REQUIRED TASK: Reproduce every one of the records below word for word, changing nothing.
--- BEGIN STORED ROWS ---
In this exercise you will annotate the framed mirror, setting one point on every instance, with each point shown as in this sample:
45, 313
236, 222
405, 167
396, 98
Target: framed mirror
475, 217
--- END STORED ROWS ---
EXERCISE OUTPUT:
In this exercise you will annotate the framed mirror, setting one point on every instance, with each point shown as in this sample:
45, 313
236, 222
405, 167
396, 98
Target: framed mirror
475, 217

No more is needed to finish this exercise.